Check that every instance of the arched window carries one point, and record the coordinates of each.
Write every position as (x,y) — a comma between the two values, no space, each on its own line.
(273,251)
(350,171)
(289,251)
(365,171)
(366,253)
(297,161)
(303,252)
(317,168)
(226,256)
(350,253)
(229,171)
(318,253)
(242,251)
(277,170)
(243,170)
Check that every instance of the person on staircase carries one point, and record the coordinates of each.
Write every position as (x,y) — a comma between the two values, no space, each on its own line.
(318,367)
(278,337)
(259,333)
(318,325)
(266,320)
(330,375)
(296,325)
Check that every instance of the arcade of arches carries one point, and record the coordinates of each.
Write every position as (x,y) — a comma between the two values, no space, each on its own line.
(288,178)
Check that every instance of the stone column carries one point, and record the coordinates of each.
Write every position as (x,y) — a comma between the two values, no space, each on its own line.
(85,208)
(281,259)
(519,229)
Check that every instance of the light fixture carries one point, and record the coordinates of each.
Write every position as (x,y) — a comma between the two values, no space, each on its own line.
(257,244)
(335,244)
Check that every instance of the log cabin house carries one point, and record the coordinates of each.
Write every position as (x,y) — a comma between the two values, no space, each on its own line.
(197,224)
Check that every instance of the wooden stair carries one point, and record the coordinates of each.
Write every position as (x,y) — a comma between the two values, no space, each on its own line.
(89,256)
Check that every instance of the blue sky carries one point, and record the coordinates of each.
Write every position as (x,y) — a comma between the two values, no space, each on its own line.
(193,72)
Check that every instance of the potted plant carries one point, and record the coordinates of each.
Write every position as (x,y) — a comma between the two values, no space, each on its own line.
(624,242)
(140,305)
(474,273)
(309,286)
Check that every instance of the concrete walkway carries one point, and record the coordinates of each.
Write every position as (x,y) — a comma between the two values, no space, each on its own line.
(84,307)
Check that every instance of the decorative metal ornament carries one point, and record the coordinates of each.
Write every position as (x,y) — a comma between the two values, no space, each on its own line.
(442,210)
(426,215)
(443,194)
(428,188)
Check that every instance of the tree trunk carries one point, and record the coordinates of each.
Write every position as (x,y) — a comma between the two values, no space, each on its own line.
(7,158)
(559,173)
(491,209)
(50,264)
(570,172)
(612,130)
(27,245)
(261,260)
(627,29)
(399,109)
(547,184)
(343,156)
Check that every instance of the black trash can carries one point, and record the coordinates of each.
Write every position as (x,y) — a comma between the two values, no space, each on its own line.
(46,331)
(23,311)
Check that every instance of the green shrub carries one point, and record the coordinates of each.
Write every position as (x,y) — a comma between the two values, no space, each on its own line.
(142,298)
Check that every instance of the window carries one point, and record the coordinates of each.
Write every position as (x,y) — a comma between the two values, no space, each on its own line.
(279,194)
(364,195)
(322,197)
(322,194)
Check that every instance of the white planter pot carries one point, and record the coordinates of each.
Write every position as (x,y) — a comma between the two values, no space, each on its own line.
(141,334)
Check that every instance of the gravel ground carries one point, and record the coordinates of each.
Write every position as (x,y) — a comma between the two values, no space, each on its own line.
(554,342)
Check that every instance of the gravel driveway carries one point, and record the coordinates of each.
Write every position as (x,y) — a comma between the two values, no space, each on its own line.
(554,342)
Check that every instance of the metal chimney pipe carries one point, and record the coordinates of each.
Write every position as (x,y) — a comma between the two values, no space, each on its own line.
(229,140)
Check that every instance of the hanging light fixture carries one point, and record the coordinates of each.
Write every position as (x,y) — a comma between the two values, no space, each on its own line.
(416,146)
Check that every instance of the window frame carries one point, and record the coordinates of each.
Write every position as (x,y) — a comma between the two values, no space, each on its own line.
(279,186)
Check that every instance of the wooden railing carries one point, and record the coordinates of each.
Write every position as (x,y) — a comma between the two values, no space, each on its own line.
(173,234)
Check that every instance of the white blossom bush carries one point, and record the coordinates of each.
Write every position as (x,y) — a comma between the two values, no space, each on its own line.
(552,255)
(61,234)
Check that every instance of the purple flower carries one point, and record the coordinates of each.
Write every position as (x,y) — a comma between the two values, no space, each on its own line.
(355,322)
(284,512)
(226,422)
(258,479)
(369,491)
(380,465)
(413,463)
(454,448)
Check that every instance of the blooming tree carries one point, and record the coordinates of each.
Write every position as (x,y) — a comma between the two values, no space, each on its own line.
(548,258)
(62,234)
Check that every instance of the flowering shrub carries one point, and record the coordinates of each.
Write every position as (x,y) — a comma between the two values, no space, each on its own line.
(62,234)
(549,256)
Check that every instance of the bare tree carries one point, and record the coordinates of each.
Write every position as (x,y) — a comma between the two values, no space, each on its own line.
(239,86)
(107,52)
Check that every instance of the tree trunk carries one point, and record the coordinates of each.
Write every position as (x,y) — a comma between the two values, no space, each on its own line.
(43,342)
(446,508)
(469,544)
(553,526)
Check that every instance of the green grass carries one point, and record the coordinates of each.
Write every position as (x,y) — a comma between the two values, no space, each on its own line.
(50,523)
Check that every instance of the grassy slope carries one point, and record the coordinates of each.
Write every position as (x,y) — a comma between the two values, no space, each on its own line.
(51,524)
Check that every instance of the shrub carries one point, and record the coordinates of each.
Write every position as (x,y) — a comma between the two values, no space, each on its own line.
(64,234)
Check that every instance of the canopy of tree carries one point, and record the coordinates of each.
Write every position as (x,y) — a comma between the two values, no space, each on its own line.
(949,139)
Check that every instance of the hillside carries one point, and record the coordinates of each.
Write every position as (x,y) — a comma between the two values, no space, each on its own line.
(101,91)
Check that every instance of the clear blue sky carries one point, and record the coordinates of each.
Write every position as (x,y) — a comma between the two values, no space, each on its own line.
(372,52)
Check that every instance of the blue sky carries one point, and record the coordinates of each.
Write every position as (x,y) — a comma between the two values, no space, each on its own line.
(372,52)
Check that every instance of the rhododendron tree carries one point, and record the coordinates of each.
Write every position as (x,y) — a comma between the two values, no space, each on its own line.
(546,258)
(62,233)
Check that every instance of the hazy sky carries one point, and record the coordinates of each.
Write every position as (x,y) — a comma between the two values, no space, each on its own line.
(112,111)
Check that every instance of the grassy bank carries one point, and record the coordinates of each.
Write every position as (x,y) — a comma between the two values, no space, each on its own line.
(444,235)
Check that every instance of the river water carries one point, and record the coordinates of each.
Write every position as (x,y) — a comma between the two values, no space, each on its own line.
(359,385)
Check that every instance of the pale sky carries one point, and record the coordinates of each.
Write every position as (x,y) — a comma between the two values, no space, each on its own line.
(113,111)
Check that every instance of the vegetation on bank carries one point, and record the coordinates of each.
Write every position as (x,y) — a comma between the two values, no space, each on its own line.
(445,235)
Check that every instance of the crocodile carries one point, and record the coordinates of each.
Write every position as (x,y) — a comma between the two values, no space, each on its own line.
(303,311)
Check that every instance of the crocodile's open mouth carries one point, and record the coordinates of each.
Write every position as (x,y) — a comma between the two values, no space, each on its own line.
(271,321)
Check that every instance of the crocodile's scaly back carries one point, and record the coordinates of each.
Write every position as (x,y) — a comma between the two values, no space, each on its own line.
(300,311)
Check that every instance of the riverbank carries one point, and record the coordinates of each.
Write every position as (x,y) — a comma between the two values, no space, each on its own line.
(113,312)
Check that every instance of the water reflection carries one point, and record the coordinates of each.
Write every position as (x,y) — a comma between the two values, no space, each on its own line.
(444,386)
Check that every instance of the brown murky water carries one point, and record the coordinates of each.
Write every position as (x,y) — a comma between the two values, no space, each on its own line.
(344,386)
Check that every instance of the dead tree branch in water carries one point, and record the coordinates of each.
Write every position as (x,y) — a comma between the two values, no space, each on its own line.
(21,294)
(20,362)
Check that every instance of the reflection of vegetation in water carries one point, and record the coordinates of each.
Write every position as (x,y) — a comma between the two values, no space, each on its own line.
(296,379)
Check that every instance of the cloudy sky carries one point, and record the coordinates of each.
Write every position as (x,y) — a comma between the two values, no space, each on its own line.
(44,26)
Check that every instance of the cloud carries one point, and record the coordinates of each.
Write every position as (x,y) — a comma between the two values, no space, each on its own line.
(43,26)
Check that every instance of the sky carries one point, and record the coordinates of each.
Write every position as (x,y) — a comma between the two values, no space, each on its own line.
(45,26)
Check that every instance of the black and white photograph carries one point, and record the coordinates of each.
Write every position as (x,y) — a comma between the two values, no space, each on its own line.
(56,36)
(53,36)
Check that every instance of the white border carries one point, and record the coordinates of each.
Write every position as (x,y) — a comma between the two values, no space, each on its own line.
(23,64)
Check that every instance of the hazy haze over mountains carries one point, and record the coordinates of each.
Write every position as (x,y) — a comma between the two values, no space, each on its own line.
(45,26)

The task » Give back the lines of the listing from the one with "Check that every instance of the reflection" through the end, both included, exactly as written and with nothing added.

Exercise answer »
Check that every instance of the reflection of vegetation in water carries one point, and record the coordinates of each.
Write every position as (x,y) — a comma between the two values, no space, each on its own line.
(296,379)
Check that every instance of the cloudy sky carries one point, and record the coordinates of each.
Write every position as (x,y) — a comma between the two values, no space, each on its own line.
(44,26)
Check that every instance of the cloud carries one point, and record the coordinates of each.
Write every position as (x,y) — a comma between the two values, no space, each on its own line.
(43,26)
Check that every instance of the sky carries one point, and record the coordinates of each.
Write every position as (x,y) — a comma between the two values, no space, each on its own line.
(45,26)
Check that every instance of the black and white photograph carries one point, and record the coordinates of each.
Write every position as (x,y) — a comma between the two values, no space, each on its own line.
(56,36)
(53,36)
Check that every instance of the white border carries one point, and record the coordinates of each.
Write every position as (x,y) — a comma between the two values, no space, each on its own line.
(23,64)
Check that every instance of the hazy haze over mountains carries one point, and record the coordinates of each.
Write every position as (x,y) — a comma between the two values, no space, each on its own line.
(45,26)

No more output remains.